**Requirement**
In the report below on the Parkland Memorial Hospital records theft, what job did the former employee hold at the hospital?

Matt Peterson reports:
Authorities are investigating the theft of thousands of patient records at Parkland Memorial Hospital, allegedly by a former employee.
The theft, which came to light in September, led to the firing of the employee, who worked as a registrar in the hospital and had access to patient files for his job.
The employee, who is not being named, also owns a home health care agency and officials believe he used the information to contact patients as potential clients.
Further investigation by the Dallas County Hospital District police revealed that the employee had inappropriately accessed more than 2,000 patient records.
The personal information of 1,311 patients was contained in the stolen reports. This information includes patient name, age, gender, Medicare coverage, phone number and date of birth.
Of the 1,311 records that contained patient information, 232 of them also included the Social Security numbers of the patients.
Parkland officials have notified all impacted patients and are paying for them to enroll in a credit monitoring service for one year.
Source: Dallas Morning News.
This is the second blog entry this week relating to an insider data breach where the motivation was presumably trade secrets/competitive advantage. The first case was Berkeley HeartLab, which appears to be an expensive breach in terms of litigation costs, settlement, compliance, and breach notification and mitigation services to affected patients. In this case, the motivation is not competitive as much as having/gaining leads to a potential client pool, I would imagine.
I note that there’s no mention of any arrest at this point. Will this man be charged criminally under HIPAA or under Texas law, or both? If the investigation bears out the details reported so far, I hope he is charged.
Updated December 9: When this incident was reported to HHS, they indicated that 2,464 patients were affected.

**Source data**
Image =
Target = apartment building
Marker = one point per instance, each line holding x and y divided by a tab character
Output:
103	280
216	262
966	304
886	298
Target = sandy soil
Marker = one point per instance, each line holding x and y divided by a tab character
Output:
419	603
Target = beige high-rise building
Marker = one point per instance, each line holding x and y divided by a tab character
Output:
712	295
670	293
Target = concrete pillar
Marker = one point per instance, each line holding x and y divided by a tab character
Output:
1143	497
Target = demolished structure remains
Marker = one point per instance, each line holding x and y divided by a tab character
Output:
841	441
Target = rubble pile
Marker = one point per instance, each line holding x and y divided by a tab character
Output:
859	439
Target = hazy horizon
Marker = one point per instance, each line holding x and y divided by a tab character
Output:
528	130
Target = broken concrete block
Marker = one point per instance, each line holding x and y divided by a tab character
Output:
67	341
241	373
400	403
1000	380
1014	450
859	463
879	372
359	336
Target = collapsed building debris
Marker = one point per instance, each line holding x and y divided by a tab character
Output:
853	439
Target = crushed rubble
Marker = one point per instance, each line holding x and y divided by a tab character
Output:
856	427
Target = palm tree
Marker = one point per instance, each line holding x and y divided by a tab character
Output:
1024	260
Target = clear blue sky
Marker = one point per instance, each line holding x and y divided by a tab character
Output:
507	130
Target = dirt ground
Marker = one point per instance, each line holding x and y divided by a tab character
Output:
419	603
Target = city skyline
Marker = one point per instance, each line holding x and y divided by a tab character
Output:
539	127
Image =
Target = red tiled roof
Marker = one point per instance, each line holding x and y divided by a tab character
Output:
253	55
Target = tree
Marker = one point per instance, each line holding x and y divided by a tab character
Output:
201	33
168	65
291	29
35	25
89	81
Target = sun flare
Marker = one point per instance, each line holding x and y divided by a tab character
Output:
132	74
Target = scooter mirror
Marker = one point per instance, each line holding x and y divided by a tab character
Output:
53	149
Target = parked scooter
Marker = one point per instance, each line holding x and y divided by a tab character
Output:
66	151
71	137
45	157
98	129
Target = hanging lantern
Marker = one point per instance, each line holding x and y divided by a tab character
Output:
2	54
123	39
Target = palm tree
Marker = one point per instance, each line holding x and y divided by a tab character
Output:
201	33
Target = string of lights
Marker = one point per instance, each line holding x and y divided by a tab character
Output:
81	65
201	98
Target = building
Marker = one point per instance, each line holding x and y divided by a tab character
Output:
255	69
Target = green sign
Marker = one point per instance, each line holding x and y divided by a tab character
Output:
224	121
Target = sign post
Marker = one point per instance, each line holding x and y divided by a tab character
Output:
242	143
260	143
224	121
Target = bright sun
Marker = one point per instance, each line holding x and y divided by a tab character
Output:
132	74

**Expected answer**
He worked as a registrar.